Exercise task A: In the Kafka consumer passage, what value is the poll timeout hard-coded to?
Exercise task B: Extend the Kafka consumer passage, starting after its last sentence.

Text passage:
|---|
The consumer API is centered around the ``rd_kafka_consumer_poll`` method, which is
used to retrieve records from the brokers. The ``rd_kafka_subscribe`` method
controls which topics will be fetched in poll. Typically, consumer
usage involves an initial call to ``rd_kafka_subscribe`` to set up the topics
of interest and then a loop that calls ``rd_kafka_consumer_poll`` until the
application is shut down.

.. literalinclude:: consumer-detailed-example.c
   :language: c

The poll timeout is hard-coded to 500 milliseconds. If no records
are received before this timeout expires, then ``rd_kafka_consumer_poll`` will return
an empty record set.

You should always call ``rd_kafka_consumer_close`` after you are finished
using the consumer. Doing so will ensure that active sockets are
closed and internal state is cleaned up. It will also trigger a group
rebalance immediately, which ensures that any partitions owned by the
consumer are re-assigned to another member in the group. If not closed
properly, the broker will trigger the rebalance only after the session
timeout has expired. A latch is added to this example to ensure
that the consumer has time to finish closing before finishing
shut down.

Synchronous commits
^^^^^^^^^^^^^^^^^^^

The simplest and most
reliable way to manually commit offsets is using ``rd_kafka_commit``
for both synchronous and asynchronous commits. When committing, it's
important to keep in mind that ``rd_kafka_consumer_poll`` returns
single messages instead of batches.
|---|
Given entries:
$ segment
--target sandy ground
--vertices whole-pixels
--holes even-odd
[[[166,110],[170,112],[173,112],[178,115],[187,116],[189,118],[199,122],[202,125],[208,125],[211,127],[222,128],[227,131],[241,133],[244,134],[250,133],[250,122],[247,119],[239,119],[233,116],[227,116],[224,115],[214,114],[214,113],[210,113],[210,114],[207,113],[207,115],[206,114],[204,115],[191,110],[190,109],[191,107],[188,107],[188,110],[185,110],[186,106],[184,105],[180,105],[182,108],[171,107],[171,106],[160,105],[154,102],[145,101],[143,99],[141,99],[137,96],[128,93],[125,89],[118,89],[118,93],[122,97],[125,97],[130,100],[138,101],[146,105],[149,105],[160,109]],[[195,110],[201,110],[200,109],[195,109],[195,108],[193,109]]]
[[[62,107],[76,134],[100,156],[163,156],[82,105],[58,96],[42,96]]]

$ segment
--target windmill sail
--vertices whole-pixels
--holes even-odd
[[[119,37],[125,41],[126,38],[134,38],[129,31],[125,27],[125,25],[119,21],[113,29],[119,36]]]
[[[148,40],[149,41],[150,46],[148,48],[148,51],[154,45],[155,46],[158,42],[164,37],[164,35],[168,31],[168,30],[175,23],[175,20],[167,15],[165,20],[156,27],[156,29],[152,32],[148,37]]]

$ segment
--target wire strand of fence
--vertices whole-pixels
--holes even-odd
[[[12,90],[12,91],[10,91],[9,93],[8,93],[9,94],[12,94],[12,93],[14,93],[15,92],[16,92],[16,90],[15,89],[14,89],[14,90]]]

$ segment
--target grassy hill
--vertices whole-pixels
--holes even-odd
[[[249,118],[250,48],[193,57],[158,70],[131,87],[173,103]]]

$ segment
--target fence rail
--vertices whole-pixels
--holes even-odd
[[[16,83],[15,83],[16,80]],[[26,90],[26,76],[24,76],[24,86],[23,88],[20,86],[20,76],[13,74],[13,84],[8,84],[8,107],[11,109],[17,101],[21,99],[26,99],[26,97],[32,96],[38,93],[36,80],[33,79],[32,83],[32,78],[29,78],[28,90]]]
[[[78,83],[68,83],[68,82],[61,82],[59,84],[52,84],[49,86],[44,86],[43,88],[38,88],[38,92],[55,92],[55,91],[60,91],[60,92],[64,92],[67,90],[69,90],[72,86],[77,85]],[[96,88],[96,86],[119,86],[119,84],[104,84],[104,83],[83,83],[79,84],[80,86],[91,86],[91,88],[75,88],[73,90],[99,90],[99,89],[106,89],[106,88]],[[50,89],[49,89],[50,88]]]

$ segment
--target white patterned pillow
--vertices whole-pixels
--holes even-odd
|---|
Response A: 500 milliseconds.

Response B:
.. literalinclude:: consumer-synchronous-commits-1.c
   :language: c

In this example, a synchronous commit is triggered every 1000
messages. The second argument to ``rd_kafka_commit`` is the list of
offsets to be committed; if set to ``NULL``, librdkafka will commit
the latest offsets for the assigned positions. The third argument in
``rd_kafka_commit`` is a flag which controls whether this call is
asynchronous. You could also trigger the commit on expiration of a
timeout to ensure there the committed position is updated regularly.

Delivery guarantees
^^^^^^^^^^^^^^^^^^^

In the previous example, you get "at least once"
delivery because the commit follows the message processing. By changing the order,
however, you can get "at most once" delivery, but you must be a
little careful with the commit failure.

.. literalinclude:: consumer-synchronous-commits-2.c
   :language: c

For simplicity in this example, ``rd_kafka_commit_message`` is used
prior to processing the message. Committing on every message would
produce a lot of overhead in practice. A better approach would be to
collect a batch of messages, execute the synchronous commit, and then
process the messages only if the commit succeeded.

Asynchronous Commits
^^^^^^^^^^^^^^^^^^^^

.. literalinclude:: consumer-asynchronous-commits-1.c
   :language: c

In this example, the consumer sends the request and returns
immediately by using asynchronous commits. This is achieved by enabling asynchronous
commit in the call to ``rd_kafka_commit``.

The API gives you a callback that is invoked
when the commit either succeeds or fails.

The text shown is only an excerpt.